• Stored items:
+--

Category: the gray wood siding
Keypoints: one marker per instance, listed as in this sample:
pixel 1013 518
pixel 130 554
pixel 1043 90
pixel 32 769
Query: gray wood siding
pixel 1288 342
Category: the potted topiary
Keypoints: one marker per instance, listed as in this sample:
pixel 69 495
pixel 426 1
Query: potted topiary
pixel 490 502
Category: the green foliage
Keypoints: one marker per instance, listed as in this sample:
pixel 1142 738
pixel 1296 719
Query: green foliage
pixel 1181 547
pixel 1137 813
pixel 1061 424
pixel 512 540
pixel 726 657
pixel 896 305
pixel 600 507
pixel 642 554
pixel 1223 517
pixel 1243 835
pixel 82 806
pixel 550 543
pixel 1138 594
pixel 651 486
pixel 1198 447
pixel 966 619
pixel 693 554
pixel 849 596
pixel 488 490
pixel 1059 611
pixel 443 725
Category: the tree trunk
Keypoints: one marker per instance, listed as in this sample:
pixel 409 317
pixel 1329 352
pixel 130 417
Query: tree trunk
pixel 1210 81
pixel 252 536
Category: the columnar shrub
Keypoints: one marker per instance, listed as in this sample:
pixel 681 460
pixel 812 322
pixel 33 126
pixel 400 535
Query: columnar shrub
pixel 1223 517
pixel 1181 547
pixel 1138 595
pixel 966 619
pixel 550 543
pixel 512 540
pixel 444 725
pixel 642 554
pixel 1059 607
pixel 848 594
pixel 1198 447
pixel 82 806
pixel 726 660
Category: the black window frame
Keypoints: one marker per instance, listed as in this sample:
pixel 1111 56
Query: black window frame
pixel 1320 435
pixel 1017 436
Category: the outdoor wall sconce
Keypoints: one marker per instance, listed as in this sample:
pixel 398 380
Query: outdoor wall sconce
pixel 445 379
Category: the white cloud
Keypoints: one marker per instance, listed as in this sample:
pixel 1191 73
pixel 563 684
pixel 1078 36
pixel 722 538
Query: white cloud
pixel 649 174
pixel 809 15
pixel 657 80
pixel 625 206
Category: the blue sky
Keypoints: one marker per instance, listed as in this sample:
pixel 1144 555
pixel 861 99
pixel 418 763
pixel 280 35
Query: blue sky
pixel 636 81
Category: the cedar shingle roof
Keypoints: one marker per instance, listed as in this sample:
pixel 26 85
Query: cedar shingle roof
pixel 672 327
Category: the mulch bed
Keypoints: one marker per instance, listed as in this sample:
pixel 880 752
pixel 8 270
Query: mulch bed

+--

• What to produce: In full and without change, transcribe every line of the records above.

• Written solution:
Category: the gray wood siding
Keypoints: one marker per instance, listed as in this sample:
pixel 1013 518
pixel 130 554
pixel 1043 90
pixel 32 769
Query: gray wood siding
pixel 1288 342
Category: the potted topiary
Keypoints: one marker per instance, listed as in this sample:
pixel 69 495
pixel 426 1
Query: potted topiary
pixel 490 502
Category: the green foliage
Keypoints: one marker per instance, listed as in this sample:
pixel 1142 738
pixel 1296 719
Query: green foliage
pixel 1181 547
pixel 1137 813
pixel 1061 424
pixel 512 540
pixel 726 657
pixel 896 305
pixel 600 507
pixel 642 554
pixel 1223 517
pixel 1243 835
pixel 82 806
pixel 550 543
pixel 1138 594
pixel 651 486
pixel 1198 447
pixel 966 619
pixel 693 554
pixel 849 596
pixel 488 490
pixel 1059 611
pixel 443 725
Category: the tree trunk
Keypoints: one marker per instance, listed as in this sample:
pixel 409 317
pixel 1329 352
pixel 130 417
Query: tree trunk
pixel 1210 81
pixel 252 536
Category: the columnar shrub
Keypoints: one marker per instance, listed as in this sample:
pixel 681 460
pixel 812 322
pixel 33 126
pixel 400 535
Query: columnar shrub
pixel 1223 517
pixel 1181 547
pixel 1138 595
pixel 966 619
pixel 550 543
pixel 512 540
pixel 444 725
pixel 642 554
pixel 1059 607
pixel 848 594
pixel 1198 447
pixel 82 806
pixel 726 660
Category: the black window frame
Keypoints: one marker per instance, listed as in this sample:
pixel 1111 56
Query: black window frame
pixel 1320 435
pixel 1017 436
Category: the outdoor wall sconce
Keypoints: one marker per instance, listed as in this sample:
pixel 398 380
Query: outdoor wall sconce
pixel 445 379
Category: the white cloud
Keypoints: one marker per instance, listed as in this sample:
pixel 1191 73
pixel 563 684
pixel 1078 36
pixel 722 538
Query: white cloud
pixel 649 174
pixel 809 15
pixel 657 80
pixel 625 206
Category: the blue sky
Keypoints: one marker per instance, listed as in this sample:
pixel 1144 555
pixel 861 99
pixel 418 763
pixel 280 35
Query: blue sky
pixel 636 81
Category: the cedar shingle roof
Keypoints: one marker per instance, listed as in this sample:
pixel 26 85
Query: cedar shingle roof
pixel 672 327
Category: the mulch bed
Keypoints: one marker per instance, listed as in this sample:
pixel 880 752
pixel 8 270
Query: mulch bed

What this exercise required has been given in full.